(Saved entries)
§

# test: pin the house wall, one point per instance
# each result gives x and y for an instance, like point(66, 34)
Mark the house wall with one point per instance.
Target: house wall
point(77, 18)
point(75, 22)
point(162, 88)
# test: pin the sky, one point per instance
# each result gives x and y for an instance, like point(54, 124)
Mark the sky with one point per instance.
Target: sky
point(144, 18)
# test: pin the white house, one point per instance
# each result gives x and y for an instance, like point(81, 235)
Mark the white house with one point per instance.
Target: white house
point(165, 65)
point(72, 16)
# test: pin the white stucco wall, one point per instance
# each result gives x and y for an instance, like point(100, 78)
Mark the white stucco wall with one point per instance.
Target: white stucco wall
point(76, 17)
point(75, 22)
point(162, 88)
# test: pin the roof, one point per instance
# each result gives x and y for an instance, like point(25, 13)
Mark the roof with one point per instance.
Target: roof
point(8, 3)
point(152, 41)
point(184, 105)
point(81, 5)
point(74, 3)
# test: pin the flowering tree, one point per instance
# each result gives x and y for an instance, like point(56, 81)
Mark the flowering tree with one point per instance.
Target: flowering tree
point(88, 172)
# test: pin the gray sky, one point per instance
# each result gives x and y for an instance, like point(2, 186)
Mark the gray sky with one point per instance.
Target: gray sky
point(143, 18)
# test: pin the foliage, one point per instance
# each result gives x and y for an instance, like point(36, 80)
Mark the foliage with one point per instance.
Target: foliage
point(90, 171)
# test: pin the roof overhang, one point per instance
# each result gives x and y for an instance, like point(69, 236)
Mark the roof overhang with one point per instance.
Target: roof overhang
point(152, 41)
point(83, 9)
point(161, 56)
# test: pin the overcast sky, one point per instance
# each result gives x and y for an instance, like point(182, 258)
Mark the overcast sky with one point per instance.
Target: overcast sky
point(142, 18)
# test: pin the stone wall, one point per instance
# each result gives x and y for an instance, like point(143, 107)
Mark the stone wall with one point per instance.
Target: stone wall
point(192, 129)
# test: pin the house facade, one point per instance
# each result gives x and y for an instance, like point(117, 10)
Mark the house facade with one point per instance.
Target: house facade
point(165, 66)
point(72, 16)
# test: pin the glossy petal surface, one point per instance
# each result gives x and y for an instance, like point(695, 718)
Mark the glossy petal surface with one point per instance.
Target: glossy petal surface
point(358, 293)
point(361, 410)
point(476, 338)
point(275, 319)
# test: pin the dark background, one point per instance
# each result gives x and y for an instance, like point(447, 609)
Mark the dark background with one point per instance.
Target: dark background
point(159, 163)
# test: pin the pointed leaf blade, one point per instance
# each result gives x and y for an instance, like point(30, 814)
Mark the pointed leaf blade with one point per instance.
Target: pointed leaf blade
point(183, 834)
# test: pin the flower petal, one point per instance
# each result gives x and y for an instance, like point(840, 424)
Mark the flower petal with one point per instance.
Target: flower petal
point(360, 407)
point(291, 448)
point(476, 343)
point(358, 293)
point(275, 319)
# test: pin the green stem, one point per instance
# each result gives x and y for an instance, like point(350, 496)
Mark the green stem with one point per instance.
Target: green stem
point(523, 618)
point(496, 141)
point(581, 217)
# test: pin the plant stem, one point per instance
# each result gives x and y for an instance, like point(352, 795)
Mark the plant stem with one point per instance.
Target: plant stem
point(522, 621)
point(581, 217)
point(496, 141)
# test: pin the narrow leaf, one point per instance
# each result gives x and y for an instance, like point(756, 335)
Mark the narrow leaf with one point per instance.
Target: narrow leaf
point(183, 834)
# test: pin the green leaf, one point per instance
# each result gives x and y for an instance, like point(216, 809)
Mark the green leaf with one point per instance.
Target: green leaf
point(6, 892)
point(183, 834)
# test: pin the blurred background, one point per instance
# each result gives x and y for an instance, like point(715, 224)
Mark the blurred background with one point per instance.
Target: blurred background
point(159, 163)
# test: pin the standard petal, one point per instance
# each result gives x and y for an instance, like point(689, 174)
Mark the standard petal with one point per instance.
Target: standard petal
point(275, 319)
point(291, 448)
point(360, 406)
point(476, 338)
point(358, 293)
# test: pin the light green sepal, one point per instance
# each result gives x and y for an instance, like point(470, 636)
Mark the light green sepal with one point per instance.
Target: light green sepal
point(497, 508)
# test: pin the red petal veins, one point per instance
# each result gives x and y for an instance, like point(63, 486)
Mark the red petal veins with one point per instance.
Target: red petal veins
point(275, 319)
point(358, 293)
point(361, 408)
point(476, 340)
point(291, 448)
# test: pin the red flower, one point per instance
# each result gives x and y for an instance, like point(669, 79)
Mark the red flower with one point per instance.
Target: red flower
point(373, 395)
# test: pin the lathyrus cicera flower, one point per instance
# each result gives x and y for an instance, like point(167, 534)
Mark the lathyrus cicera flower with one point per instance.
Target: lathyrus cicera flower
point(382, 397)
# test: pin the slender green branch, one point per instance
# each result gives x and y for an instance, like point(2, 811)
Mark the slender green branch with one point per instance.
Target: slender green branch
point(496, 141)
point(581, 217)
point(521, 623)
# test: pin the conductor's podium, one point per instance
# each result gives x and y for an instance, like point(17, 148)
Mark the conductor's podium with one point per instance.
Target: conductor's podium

§

Assignment =
Above are the records; from them, give again exactly the lines from the one containing "Mark the house facade" through the one containing "Mark the glossy", both included.

Solved exercise =
Mark the house facade with one point per instance.
Target: house facade
point(165, 66)
point(72, 16)
# test: pin the glossy petal surface, one point per instance
# each result gives x and y for an instance, like point(695, 718)
Mark the glossy petal surface with one point per instance.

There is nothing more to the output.